> **REQUEST**: Extract each line of the data below that contains the word "paper".

--- Begin DATA EXCERPTS ---

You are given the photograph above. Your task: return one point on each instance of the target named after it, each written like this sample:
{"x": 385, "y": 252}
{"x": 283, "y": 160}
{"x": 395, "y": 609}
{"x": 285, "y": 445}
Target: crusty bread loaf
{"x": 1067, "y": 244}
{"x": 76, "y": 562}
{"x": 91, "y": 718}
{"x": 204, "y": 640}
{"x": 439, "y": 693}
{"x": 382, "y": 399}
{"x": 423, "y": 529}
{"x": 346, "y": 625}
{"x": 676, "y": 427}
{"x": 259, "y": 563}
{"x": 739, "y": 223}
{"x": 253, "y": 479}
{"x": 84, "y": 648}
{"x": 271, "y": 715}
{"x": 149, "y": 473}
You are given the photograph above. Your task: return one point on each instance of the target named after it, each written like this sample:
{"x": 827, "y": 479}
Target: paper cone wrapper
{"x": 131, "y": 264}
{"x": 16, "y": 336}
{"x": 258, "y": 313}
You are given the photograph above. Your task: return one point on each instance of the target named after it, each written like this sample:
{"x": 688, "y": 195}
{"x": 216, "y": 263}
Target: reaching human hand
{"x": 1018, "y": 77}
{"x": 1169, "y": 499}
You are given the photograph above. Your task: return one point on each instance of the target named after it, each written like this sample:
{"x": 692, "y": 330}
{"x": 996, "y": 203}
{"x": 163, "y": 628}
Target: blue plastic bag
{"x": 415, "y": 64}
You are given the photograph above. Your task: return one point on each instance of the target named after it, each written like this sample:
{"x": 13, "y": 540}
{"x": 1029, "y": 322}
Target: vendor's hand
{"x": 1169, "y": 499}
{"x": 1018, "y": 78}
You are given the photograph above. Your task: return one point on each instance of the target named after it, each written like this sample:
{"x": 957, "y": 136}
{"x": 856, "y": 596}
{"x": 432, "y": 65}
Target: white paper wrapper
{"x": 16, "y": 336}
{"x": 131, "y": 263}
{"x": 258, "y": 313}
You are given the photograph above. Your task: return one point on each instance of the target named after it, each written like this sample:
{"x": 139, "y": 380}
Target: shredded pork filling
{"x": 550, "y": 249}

--- End DATA EXCERPTS ---

> **EXERCISE ANSWER**:
Target: paper cone wrapper
Target: white paper wrapper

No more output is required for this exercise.